- **Kutipan Dokumen**
WahanaNews.co | Kota
Amsterdam di Belanda meminta maaf atas perdagangan budak pada era kolonialisme
di masa lalu. Permintaan maaf itu juga ditujukan ke Indonesia.
Baca Juga:
Pemkab Garut Bakal Siapkan Outlet Produk Khas di Amsterdam Belanda
Permintaan maaf itu disampaikan langsung oleh Wali Kota
Amsterdam, Femke Halsema. Dia meminta maaf karena Amsterdam terlibat aktif
dalam penjajahan zaman dahulu.
"Atas nama kota ini, saya meminta maaf atas
keterlibatan aktif dewan kota Amsterdam dalam sistem komersial perbudakan
kolonial dan perdagangan manusia global yang mengarah pada perbudakan,"
ucap Femke Halsema, seperti dilansir AFP, Jumat (2/7).
Seperti diketahui, Belanda sempat menjajah Indonesia selama
lebih dari 3,5 abad. Setelah Indonesia memproklamasikan kemerdekaan, masih
terjadi peperangan dengan pihak Belanda dalam momen yang umum disebut sebagai
Agresi Militer I dan II.

[Butir data]

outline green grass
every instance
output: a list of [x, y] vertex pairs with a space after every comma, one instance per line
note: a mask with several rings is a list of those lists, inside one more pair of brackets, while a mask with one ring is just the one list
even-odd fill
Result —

- **Perintah Kerja**
**1.** Tuliskan kembali baris-baris daftar mulai dari baris pertama dan berakhir pada baris yang memuat "output: a list", termasuk kedua baris batas itu, tanpa mengubah satu karakter pun.
**2.** Teruskan teks tentang permintaan maaf Amsterdam atas perdagangan budak di masa kolonial, dimulai setelah kalimat terakhirnya.

- **Jawaban Tugas**
**1.**
outline green grass
every instance
output: a list of [x, y] vertex pairs with a space after every comma, one instance per line

**2.**
Baca Juga:
Salah Satu Bandara Tersibuk di Eropa Kacau Balau Akibat Ditinggal Pekerja
Pada puncak kerajaan kolonial, United Provinces yang kini
dikenal sebagai Belanda memiliki wilayah penjajahan seperti Suriname, Pulau
Curacao di Karibia, Afrika Selatan dan Indonesia, di mana Perusahaan Hindia
Timur Belanda bermarkas pada abad ke-17 silam.
Di Belanda, seperti di negara-negara Eropa lainnya,
perdebatan soal masa lalu kolonialisme dan peran dalam perbudakan mencuat
setelah gerakan Black Lives Matter marak di Amerika Serikat (AS).
"Sudah waktunya untuk mengintegrasikan ketidakadilan
besar dari perbudakan kolonial ke dalam identitas kota kita," ujar Halsema
dalam pidato memperingati penghapusan perbudakan pada 1 Juli 1863 di Suriname
dan Karibia yang menjadi bagian Kerajaan Belanda.
Halsema menyebut bahwa Provinsi Holland, yang mencakup
Amsterdam, menjadi "pemain utama dalam perdagangan dan eksploitasi
budak-budak". Dia menambahkan bahwa pada abad ke-18 sekitar "40 persen
pertumbuhan ekonomi datang dari perbudakan".
"Dan di Amsterdam, hampir semua orang mendapatkan uang
berkat koloni Suriname," sebutnya, mengutip Dewan Kota yang merupakan
co-owner dan co-administrator koloni.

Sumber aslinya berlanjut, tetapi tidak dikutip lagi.